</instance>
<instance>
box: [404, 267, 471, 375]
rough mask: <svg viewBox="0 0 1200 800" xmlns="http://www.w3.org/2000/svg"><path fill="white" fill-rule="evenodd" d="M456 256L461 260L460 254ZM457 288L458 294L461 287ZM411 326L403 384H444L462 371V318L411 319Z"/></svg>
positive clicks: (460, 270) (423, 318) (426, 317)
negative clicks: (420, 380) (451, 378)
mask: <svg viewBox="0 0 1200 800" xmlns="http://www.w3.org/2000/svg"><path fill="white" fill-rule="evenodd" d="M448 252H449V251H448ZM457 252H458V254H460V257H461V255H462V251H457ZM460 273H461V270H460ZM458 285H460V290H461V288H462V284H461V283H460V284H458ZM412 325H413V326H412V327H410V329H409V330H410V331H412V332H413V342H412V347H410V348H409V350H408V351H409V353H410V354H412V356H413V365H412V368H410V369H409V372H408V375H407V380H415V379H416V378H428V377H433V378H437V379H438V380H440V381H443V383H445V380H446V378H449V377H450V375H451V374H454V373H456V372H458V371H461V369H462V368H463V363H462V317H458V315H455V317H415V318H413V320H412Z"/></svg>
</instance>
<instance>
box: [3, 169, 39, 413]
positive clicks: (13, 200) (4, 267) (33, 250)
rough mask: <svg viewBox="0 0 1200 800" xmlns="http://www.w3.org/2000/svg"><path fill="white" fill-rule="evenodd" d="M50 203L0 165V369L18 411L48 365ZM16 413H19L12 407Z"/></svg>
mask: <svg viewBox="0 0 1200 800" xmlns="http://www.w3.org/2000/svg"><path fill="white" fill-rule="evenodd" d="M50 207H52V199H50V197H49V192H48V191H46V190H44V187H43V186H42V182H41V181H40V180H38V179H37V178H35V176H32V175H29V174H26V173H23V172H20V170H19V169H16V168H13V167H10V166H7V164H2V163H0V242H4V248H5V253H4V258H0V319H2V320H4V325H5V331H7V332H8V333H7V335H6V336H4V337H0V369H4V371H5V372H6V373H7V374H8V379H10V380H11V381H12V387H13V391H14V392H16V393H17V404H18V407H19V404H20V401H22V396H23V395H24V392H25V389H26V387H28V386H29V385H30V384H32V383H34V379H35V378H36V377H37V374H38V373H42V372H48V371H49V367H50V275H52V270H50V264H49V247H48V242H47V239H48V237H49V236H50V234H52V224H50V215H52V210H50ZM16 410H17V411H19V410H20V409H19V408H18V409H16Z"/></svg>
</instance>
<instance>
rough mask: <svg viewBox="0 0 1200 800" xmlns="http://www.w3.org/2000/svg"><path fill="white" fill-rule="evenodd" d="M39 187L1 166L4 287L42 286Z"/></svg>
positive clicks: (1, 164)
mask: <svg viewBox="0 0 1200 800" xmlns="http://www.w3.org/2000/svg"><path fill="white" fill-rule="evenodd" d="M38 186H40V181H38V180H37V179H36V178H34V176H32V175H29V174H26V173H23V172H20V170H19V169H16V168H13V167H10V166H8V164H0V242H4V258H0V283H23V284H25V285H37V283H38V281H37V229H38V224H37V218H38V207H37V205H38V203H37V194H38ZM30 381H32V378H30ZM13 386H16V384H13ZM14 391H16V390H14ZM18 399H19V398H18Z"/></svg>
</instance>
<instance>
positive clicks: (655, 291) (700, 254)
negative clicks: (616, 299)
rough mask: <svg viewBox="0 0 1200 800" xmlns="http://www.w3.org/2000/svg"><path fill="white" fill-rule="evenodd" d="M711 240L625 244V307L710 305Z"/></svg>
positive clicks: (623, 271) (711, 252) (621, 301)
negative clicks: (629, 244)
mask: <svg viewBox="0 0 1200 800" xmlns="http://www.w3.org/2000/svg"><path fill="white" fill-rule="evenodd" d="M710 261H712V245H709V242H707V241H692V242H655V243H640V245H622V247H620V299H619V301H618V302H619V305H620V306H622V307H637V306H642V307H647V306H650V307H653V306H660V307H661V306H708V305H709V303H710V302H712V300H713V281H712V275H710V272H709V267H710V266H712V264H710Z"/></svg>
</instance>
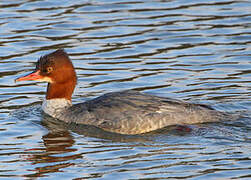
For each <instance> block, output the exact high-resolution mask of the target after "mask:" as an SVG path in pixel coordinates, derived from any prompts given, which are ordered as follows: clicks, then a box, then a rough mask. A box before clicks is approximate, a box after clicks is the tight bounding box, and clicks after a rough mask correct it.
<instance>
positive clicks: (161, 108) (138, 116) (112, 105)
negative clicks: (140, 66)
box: [69, 90, 224, 134]
mask: <svg viewBox="0 0 251 180" xmlns="http://www.w3.org/2000/svg"><path fill="white" fill-rule="evenodd" d="M73 107H74V108H70V109H69V110H70V111H71V113H74V114H78V117H76V118H75V119H73V120H72V121H73V122H76V123H80V124H89V125H94V126H97V127H100V128H102V129H104V130H107V131H111V132H116V133H121V134H140V133H145V132H149V131H153V130H156V129H159V128H163V127H165V126H170V125H175V124H194V123H202V122H213V121H219V120H221V119H222V118H223V117H224V113H221V112H218V111H216V110H214V109H212V108H210V107H208V106H204V105H198V104H191V103H186V102H184V101H180V100H174V99H170V98H163V97H157V96H151V95H148V94H143V93H139V92H137V91H132V90H130V91H122V92H114V93H108V94H105V95H103V96H100V97H98V98H96V99H93V100H91V101H87V102H85V103H81V104H76V105H74V106H73ZM76 111H78V112H76Z"/></svg>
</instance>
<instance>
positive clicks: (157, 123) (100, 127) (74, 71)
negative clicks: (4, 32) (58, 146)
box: [16, 49, 227, 134]
mask: <svg viewBox="0 0 251 180" xmlns="http://www.w3.org/2000/svg"><path fill="white" fill-rule="evenodd" d="M25 80H33V81H43V82H48V86H47V93H46V98H45V100H44V101H43V105H42V109H43V111H44V112H45V113H46V114H48V115H50V116H52V117H54V118H57V119H59V120H62V121H64V122H67V123H76V124H85V125H93V126H96V127H99V128H102V129H103V130H105V131H110V132H115V133H120V134H141V133H146V132H150V131H153V130H157V129H160V128H163V127H166V126H170V125H184V124H195V123H205V122H216V121H220V120H224V119H226V117H227V115H226V113H224V112H220V111H217V110H215V109H213V108H211V107H209V106H206V105H201V104H192V103H187V102H184V101H181V100H176V99H171V98H166V97H158V96H153V95H148V94H144V93H140V92H137V91H134V90H126V91H121V92H112V93H107V94H104V95H102V96H100V97H98V98H95V99H93V100H89V101H86V102H83V103H79V104H74V105H72V103H71V98H72V93H73V91H74V89H75V86H76V83H77V76H76V72H75V70H74V67H73V64H72V62H71V60H70V58H69V57H68V55H67V53H66V52H65V51H64V50H63V49H59V50H56V51H54V52H52V53H50V54H47V55H45V56H42V57H40V59H39V60H38V61H37V64H36V68H35V70H34V71H33V72H31V73H30V74H28V75H26V76H23V77H20V78H17V79H16V81H25Z"/></svg>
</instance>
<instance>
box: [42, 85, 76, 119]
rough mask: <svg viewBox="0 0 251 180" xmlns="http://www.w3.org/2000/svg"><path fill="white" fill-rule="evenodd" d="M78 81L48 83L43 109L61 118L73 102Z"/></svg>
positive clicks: (56, 117) (47, 113)
mask: <svg viewBox="0 0 251 180" xmlns="http://www.w3.org/2000/svg"><path fill="white" fill-rule="evenodd" d="M75 84H76V81H68V82H66V83H48V86H47V93H46V99H45V100H44V101H43V105H42V109H43V111H44V112H45V113H46V114H49V115H50V116H52V117H54V118H59V116H60V115H61V114H62V112H63V111H64V110H66V109H67V108H69V107H70V106H71V105H72V104H71V96H72V93H73V91H74V88H75Z"/></svg>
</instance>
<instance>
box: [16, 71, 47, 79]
mask: <svg viewBox="0 0 251 180" xmlns="http://www.w3.org/2000/svg"><path fill="white" fill-rule="evenodd" d="M39 73H40V71H39V70H38V71H35V72H32V73H30V74H28V75H26V76H22V77H19V78H17V79H15V82H16V81H35V80H39V79H42V78H43V77H42V76H41V75H39Z"/></svg>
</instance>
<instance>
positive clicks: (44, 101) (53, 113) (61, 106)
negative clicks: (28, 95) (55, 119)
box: [42, 98, 72, 118]
mask: <svg viewBox="0 0 251 180" xmlns="http://www.w3.org/2000/svg"><path fill="white" fill-rule="evenodd" d="M71 105H72V104H71V101H69V100H67V99H64V98H58V99H49V100H47V99H45V100H44V101H43V105H42V109H43V111H44V112H45V113H46V114H48V115H50V116H52V117H54V118H58V117H59V116H60V114H61V112H62V111H64V110H65V109H67V108H69V107H70V106H71Z"/></svg>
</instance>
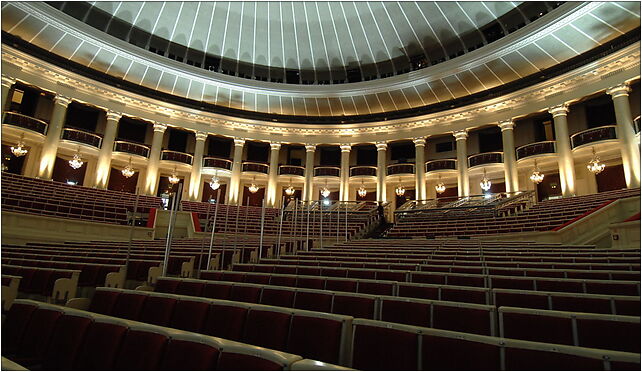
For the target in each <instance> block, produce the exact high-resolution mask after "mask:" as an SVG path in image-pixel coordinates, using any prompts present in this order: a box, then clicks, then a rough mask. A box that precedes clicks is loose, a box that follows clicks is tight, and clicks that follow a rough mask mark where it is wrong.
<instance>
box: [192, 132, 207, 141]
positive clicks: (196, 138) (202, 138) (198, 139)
mask: <svg viewBox="0 0 642 372" xmlns="http://www.w3.org/2000/svg"><path fill="white" fill-rule="evenodd" d="M194 135H195V136H196V140H197V141H205V140H206V139H207V132H201V131H196V133H194Z"/></svg>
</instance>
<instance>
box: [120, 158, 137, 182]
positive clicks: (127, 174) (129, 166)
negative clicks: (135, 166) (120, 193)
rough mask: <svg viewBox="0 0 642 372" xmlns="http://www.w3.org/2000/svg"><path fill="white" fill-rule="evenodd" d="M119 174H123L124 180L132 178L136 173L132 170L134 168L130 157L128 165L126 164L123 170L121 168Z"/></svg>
mask: <svg viewBox="0 0 642 372" xmlns="http://www.w3.org/2000/svg"><path fill="white" fill-rule="evenodd" d="M120 172H121V173H122V174H123V177H125V178H129V177H131V176H133V175H134V173H136V171H135V170H134V167H132V158H131V156H130V157H129V163H128V164H127V166H126V167H125V168H123V169H122V170H121V171H120Z"/></svg>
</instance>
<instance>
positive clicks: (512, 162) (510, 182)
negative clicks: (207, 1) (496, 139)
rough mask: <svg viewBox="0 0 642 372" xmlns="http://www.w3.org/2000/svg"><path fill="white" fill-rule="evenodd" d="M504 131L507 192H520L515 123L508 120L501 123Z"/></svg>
mask: <svg viewBox="0 0 642 372" xmlns="http://www.w3.org/2000/svg"><path fill="white" fill-rule="evenodd" d="M499 127H500V128H501V129H502V143H503V145H504V180H505V182H506V192H515V191H519V178H518V176H517V161H516V160H515V135H514V133H513V128H514V127H515V123H513V121H512V120H506V121H502V122H500V123H499Z"/></svg>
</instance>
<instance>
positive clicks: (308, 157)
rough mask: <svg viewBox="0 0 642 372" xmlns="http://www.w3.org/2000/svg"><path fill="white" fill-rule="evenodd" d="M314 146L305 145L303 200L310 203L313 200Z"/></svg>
mask: <svg viewBox="0 0 642 372" xmlns="http://www.w3.org/2000/svg"><path fill="white" fill-rule="evenodd" d="M316 149H317V146H316V145H309V144H308V145H305V183H304V184H303V200H305V201H311V200H313V199H314V192H313V191H312V189H313V186H314V182H313V180H314V152H315V151H316Z"/></svg>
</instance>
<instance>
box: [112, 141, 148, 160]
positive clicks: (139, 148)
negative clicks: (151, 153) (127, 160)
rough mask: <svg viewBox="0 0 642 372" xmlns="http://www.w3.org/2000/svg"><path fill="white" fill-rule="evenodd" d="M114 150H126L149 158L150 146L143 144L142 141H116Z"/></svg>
mask: <svg viewBox="0 0 642 372" xmlns="http://www.w3.org/2000/svg"><path fill="white" fill-rule="evenodd" d="M114 151H115V152H124V153H127V154H132V155H138V156H142V157H144V158H149V146H147V145H143V144H142V143H136V142H130V141H115V142H114Z"/></svg>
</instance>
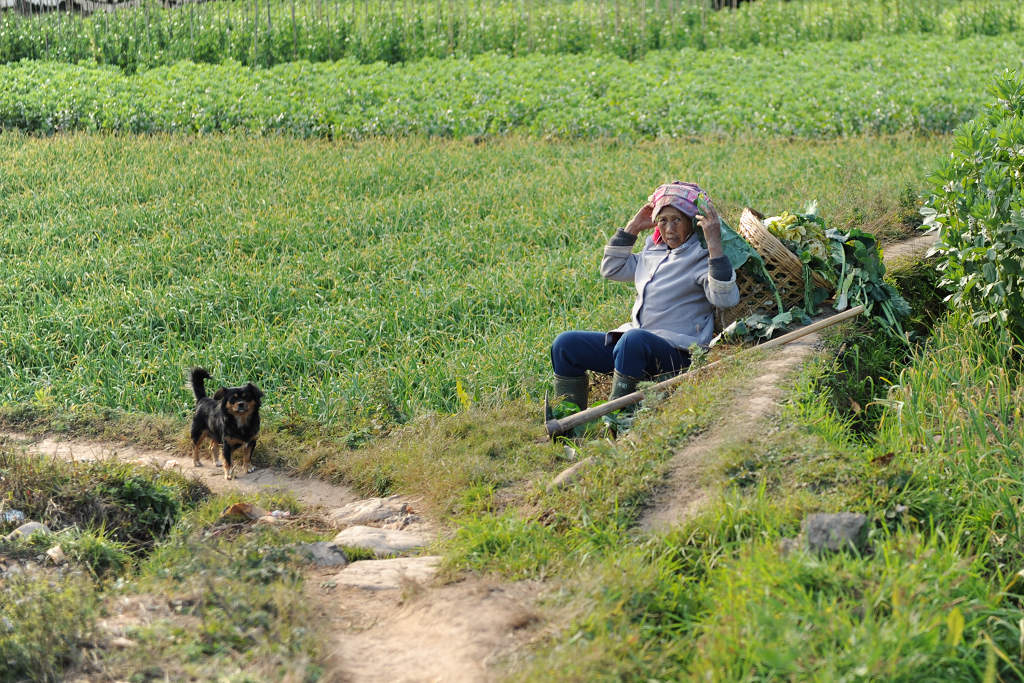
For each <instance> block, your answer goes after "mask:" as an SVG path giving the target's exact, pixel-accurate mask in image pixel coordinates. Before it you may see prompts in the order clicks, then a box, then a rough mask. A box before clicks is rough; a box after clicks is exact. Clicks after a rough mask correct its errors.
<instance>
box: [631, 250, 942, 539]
mask: <svg viewBox="0 0 1024 683" xmlns="http://www.w3.org/2000/svg"><path fill="white" fill-rule="evenodd" d="M936 239H937V238H936V236H935V234H923V236H920V237H914V238H910V239H909V240H904V241H903V242H898V243H895V244H892V245H888V246H887V247H886V248H885V250H884V257H885V262H886V265H887V266H892V265H893V264H894V263H897V262H900V261H903V260H907V259H916V258H921V257H922V256H923V255H924V254H925V253H926V252H927V251H928V249H929V248H930V247H931V246H933V245H934V244H935V242H936ZM819 340H820V336H819V335H816V334H815V335H808V336H807V337H805V338H803V339H801V340H800V341H796V342H793V343H791V344H787V345H785V346H783V347H782V348H780V349H778V350H775V351H773V352H772V354H771V355H770V356H769V357H768V358H767V359H766V360H765V362H764V364H762V366H761V368H762V372H761V374H759V375H758V376H757V377H755V378H754V379H753V380H751V386H752V387H757V392H751V393H748V394H745V395H743V396H742V397H741V398H740V399H739V400H737V401H736V402H735V403H734V404H733V407H732V409H731V410H730V411H728V414H729V419H728V421H727V422H725V423H724V424H720V425H715V426H714V427H713V428H712V429H710V430H709V431H708V432H706V433H705V434H702V435H700V436H698V437H697V438H694V439H692V440H690V441H689V442H687V443H686V445H685V446H683V447H682V449H681V450H680V451H678V452H677V453H676V454H675V455H674V456H673V457H672V460H671V461H670V463H669V472H668V475H667V477H666V481H665V483H664V485H663V486H662V488H660V489H659V490H658V492H657V494H656V495H655V496H654V500H653V501H651V505H650V507H648V508H647V510H646V511H645V512H644V514H643V515H642V516H641V518H640V521H639V524H638V526H639V528H640V530H642V531H652V532H660V531H665V530H668V528H669V527H671V526H674V525H676V524H679V523H681V522H683V521H686V520H687V519H690V518H691V517H693V516H694V515H695V514H696V513H697V512H698V511H699V510H700V508H701V507H702V506H703V504H705V503H706V502H707V500H708V497H709V496H710V495H711V490H712V489H711V488H709V487H708V486H707V485H706V483H705V481H703V476H705V472H706V471H707V469H708V468H709V467H710V465H711V464H712V458H713V457H714V455H715V454H716V453H717V452H718V451H720V450H721V449H722V447H724V446H725V445H727V444H732V443H741V442H742V441H743V440H744V439H745V438H748V437H749V435H750V434H751V433H752V426H753V425H757V424H759V423H761V422H763V421H765V420H767V419H768V418H769V417H771V416H772V415H774V414H775V413H776V412H777V411H778V407H779V399H780V398H781V397H782V395H783V392H784V387H785V386H787V383H786V382H784V380H785V379H786V378H787V377H790V376H791V375H792V374H793V373H795V372H796V371H797V370H799V369H800V367H801V366H802V365H803V362H804V361H805V360H806V359H807V358H808V357H809V356H810V355H811V354H812V353H813V352H814V347H815V345H816V344H817V342H818V341H819Z"/></svg>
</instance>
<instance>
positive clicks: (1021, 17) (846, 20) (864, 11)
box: [0, 0, 1024, 72]
mask: <svg viewBox="0 0 1024 683" xmlns="http://www.w3.org/2000/svg"><path fill="white" fill-rule="evenodd" d="M708 5H709V3H708V2H701V1H700V0H615V1H614V2H600V1H598V0H575V1H574V2H561V1H558V0H539V1H536V2H535V1H531V2H509V1H506V0H477V1H474V0H459V2H434V1H433V0H404V1H403V2H396V1H394V0H392V2H390V3H386V2H381V3H377V2H368V1H353V0H334V1H331V0H329V1H328V2H326V3H325V2H324V0H293V1H288V0H270V1H264V2H262V3H261V2H260V1H259V0H253V2H239V1H233V0H232V1H226V2H216V3H207V4H197V3H187V4H186V5H184V6H182V7H180V8H176V9H163V8H161V7H160V6H159V4H158V3H155V2H148V3H145V4H143V5H142V6H140V7H137V8H133V9H125V10H121V11H118V12H116V13H113V14H109V13H105V12H100V13H97V14H93V15H91V16H82V15H78V14H63V13H58V14H52V15H46V16H24V15H19V14H15V13H12V12H6V13H4V14H3V15H2V16H0V61H2V62H8V61H17V60H20V59H26V58H28V59H49V60H59V61H67V62H72V63H76V62H79V61H81V60H89V61H95V62H97V63H103V65H114V66H117V67H119V68H121V69H123V70H125V71H127V72H134V71H136V70H143V69H147V68H152V67H155V66H161V65H169V63H173V62H174V61H177V60H180V59H189V60H193V61H204V62H221V61H230V60H234V61H239V62H241V63H245V65H250V66H262V67H269V66H273V65H278V63H282V62H286V61H295V60H298V59H305V60H309V61H323V60H334V59H339V58H342V57H350V58H353V59H355V60H357V61H359V62H364V63H369V62H374V61H386V62H392V63H393V62H398V61H412V60H417V59H422V58H425V57H435V58H436V57H443V56H449V55H453V54H454V55H462V56H466V55H474V54H480V53H483V52H490V51H498V52H503V53H507V54H514V55H522V54H527V53H536V52H540V53H547V54H565V53H579V52H587V51H595V52H600V53H607V54H613V55H616V56H620V57H623V58H630V59H633V58H638V57H640V56H642V55H644V54H646V53H647V52H649V51H652V50H660V49H668V48H672V49H678V48H684V47H690V48H696V49H706V48H717V47H729V48H734V49H739V48H744V47H751V46H754V45H776V46H784V47H794V46H797V45H800V44H802V43H805V42H811V41H821V40H824V41H830V40H852V41H857V40H862V39H865V38H870V37H877V36H879V35H904V34H916V33H927V34H936V35H941V36H943V37H945V38H947V39H952V38H957V39H958V38H964V37H967V36H973V35H997V34H1005V33H1012V32H1014V31H1016V30H1017V29H1019V28H1020V27H1022V26H1024V8H1022V7H1021V5H1020V3H1018V2H1016V0H931V1H930V0H912V1H909V2H908V1H906V0H868V1H863V0H808V1H804V2H784V1H782V0H760V1H759V2H752V3H749V4H744V5H741V6H740V9H738V10H736V11H727V10H723V11H711V10H709V9H708Z"/></svg>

:: Activity ::
Only the lines from the first one of the listing up to and including the line where "187L1 166L4 287L42" appears are wanted, reproduced exactly.

:: Task solution ::
</instance>
<instance>
box: [404, 267, 471, 375]
rough mask: <svg viewBox="0 0 1200 800" xmlns="http://www.w3.org/2000/svg"><path fill="white" fill-rule="evenodd" d="M456 256L461 260L460 254ZM457 288L458 294L461 287ZM411 326L403 384H444L462 371V318L411 319Z"/></svg>
positive clicks: (460, 270) (423, 318) (426, 317)
negative clicks: (420, 380) (451, 378)
mask: <svg viewBox="0 0 1200 800" xmlns="http://www.w3.org/2000/svg"><path fill="white" fill-rule="evenodd" d="M448 252H449V251H448ZM457 252H458V254H460V257H461V255H462V251H457ZM460 273H461V270H460ZM458 285H460V290H461V288H462V284H461V283H460V284H458ZM412 325H413V326H412V327H410V329H409V330H410V331H412V332H413V342H412V347H410V348H409V350H408V351H409V353H410V354H412V356H413V365H412V368H410V369H409V372H408V375H407V380H415V379H416V378H428V377H433V378H437V379H438V380H440V381H443V383H445V380H446V378H449V377H450V375H451V374H454V373H456V372H458V371H461V369H462V368H463V363H462V317H458V315H455V317H415V318H413V320H412Z"/></svg>
</instance>
<instance>
box: [3, 169, 39, 413]
positive clicks: (13, 200) (4, 267) (33, 250)
rough mask: <svg viewBox="0 0 1200 800" xmlns="http://www.w3.org/2000/svg"><path fill="white" fill-rule="evenodd" d="M50 203L0 165V369L18 411L48 365ZM16 413H19L12 407Z"/></svg>
mask: <svg viewBox="0 0 1200 800" xmlns="http://www.w3.org/2000/svg"><path fill="white" fill-rule="evenodd" d="M50 207H52V199H50V197H49V192H48V191H46V190H44V187H43V186H42V182H41V181H40V180H38V179H37V178H35V176H32V175H29V174H26V173H23V172H20V170H19V169H16V168H13V167H10V166H7V164H2V163H0V242H4V248H5V253H4V258H0V319H2V320H4V325H5V331H7V332H8V333H7V335H6V336H4V337H0V369H4V371H5V372H6V373H7V374H8V379H10V380H11V381H12V387H13V391H14V392H16V393H17V404H18V407H19V404H20V401H22V396H23V395H24V392H25V389H26V387H28V386H29V385H30V384H32V383H34V379H35V378H36V377H37V374H38V373H42V372H48V371H49V367H50V275H52V270H50V264H49V247H48V242H47V239H48V237H49V236H50V234H52V224H50V215H52V210H50ZM16 410H17V411H19V410H20V409H19V408H18V409H16Z"/></svg>
</instance>
<instance>
rough mask: <svg viewBox="0 0 1200 800" xmlns="http://www.w3.org/2000/svg"><path fill="white" fill-rule="evenodd" d="M39 187L1 166L4 287L42 286Z"/></svg>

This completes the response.